• **Work to complete**:
1/ Reproduce the part of the notes on mobile design from "Androids are growing." to "have their laptop)".
2/ Summarize the notes on mobile design in two sentences.

• **Source**:

===============

Sunday, November 06, 2011

Tom Crawford: Design for Mobile The Ups and Downs of the Small Screen #devlearn @vizchef

My live blogged notes from Tom Crawford, @vizchef, @viznetwork session at DevLearn November 3, 2011 in Las Vegas.  Forgive the typos and omissions. And also forgive the delay – forgot to publish these right after the session on Thursday!

The mobile market:

Smart phones are growing; but not-smart-phones are still significant part of the market. So you could still do SMS and text and do good stuff with mobile learning. Today we’ll talk about smart phones.

Androids are growing.

PC/laptop use is down 20%; mobile is 30% up.

The better numbers are about actual users – Yelp has 45 million users. right now only 7% of them are mobile, but 35% of searches are done on mobile.

Facebook – mobile users are 2x as active as desktop users (they post more, read more, are online longer)

Eight unique affordances of mobile:

  1. personal – the phone knows a lot about you – where you walked. it knows things you didn’t tell it.
  2. always carried (in the room EVERYONE has their phone, but most of them don’t have their laptop)
  3. always on
  4. built-in payments
  5. available when inspired (you have an idea or thought, you do it right then)
  6. accurate audience measures (incredible data – everything is tracked – when, where you sent that text; when you went online. That kind of tracking data is not available anywhere else.)
  7. captures context (you know where they are)
  8. allows augmented reality

Native Apps vs. Web Apps

native is written for a specific device.

You have to make this decision.

native apps run faster, more interesting, access more controls on the phone. However, then you have to develop for iphone, ipod, android, etc…takes a lot of time and money.

photo (5)

Web app runs on everything that has a web browser. Develop once and run everywhere. But doesn’t run well always and not fully featured.

Cross platform tools – unity mobile, unity, appcelerator…publish to one place and deliver to multiple devices.

Go to The Boston Globe website – the website resizes; images resizes or disappear depending on the device used.  Program once and run on all devices. (they’re using a new design style – html5 and css with some javascript; also some intelligence behind it). If you’re thinking about doing mobile web apps – check out that site.

Getting started: benchmark

Look at best in class apps out there – what affordances? Flight Track Pro, SoundHound, Angry Birds, NetFlix,

Getting started: know your audience

No different from any other design. “You are not your audience”

===============

• **Data block**:

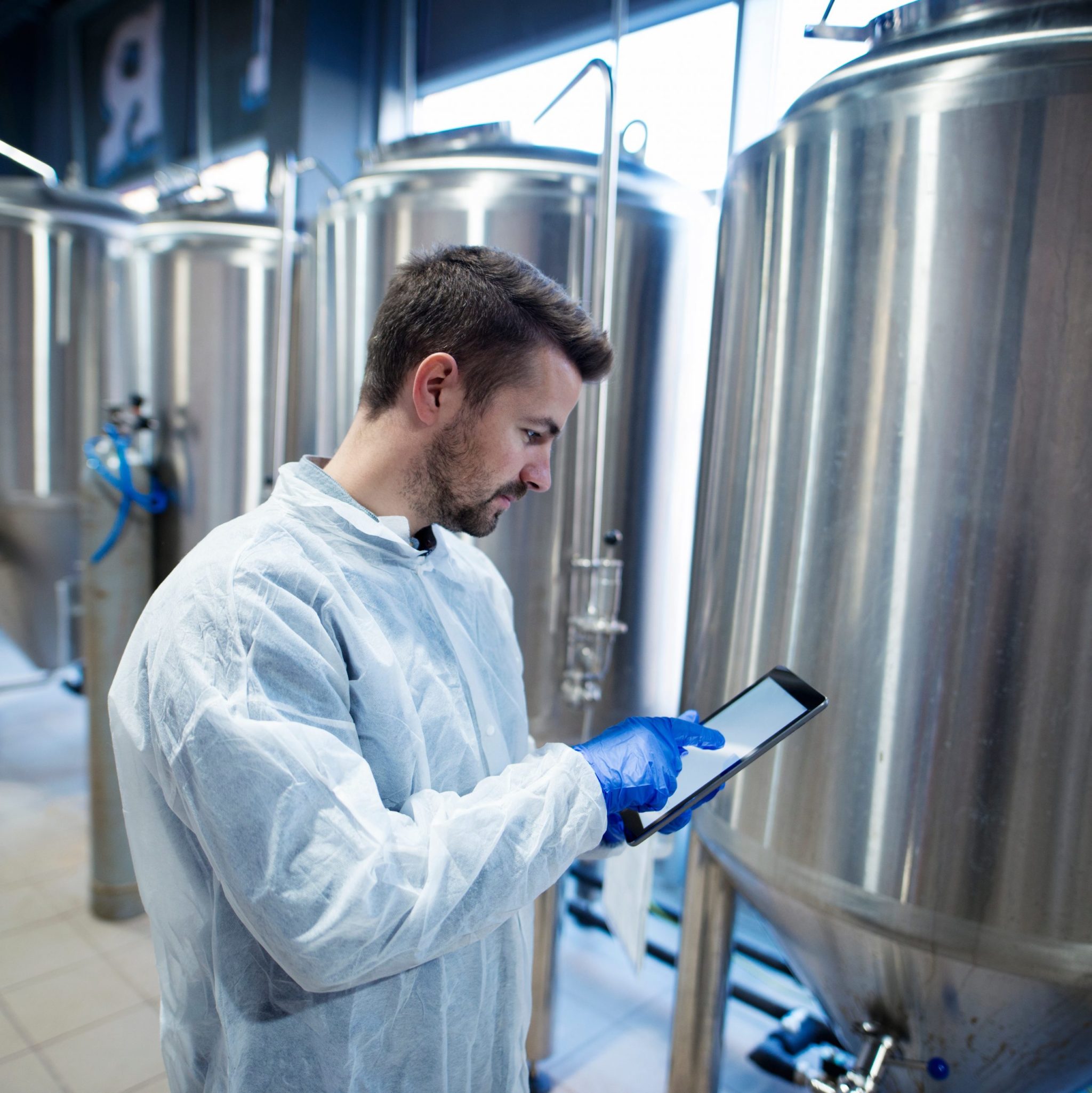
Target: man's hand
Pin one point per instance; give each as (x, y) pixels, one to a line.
(638, 761)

===============

• **Solutions to the tasks**:
1/
Androids are growing.

PC/laptop use is down 20%; mobile is 30% up.

The better numbers are about actual users – Yelp has 45 million users. right now only 7% of them are mobile, but 35% of searches are done on mobile.

Facebook – mobile users are 2x as active as desktop users (they post more, read more, are online longer)

Eight unique affordances of mobile:

  1. personal – the phone knows a lot about you – where you walked. it knows things you didn’t tell it.
  2. always carried (in the room EVERYONE has their phone, but most of them don’t have their laptop)

2/ These notes, live-blogged from Tom Crawford's DevLearn session on November 3, 2011, in Las Vegas, describe the growing mobile market and list eight unique affordances of mobile, such as being personal, always carried and always on. They compare native apps, which run faster but must be developed for each device, with web apps, which run on anything with a web browser but aren't fully featured, and they advise getting started by benchmarking best-in-class apps and knowing your audience.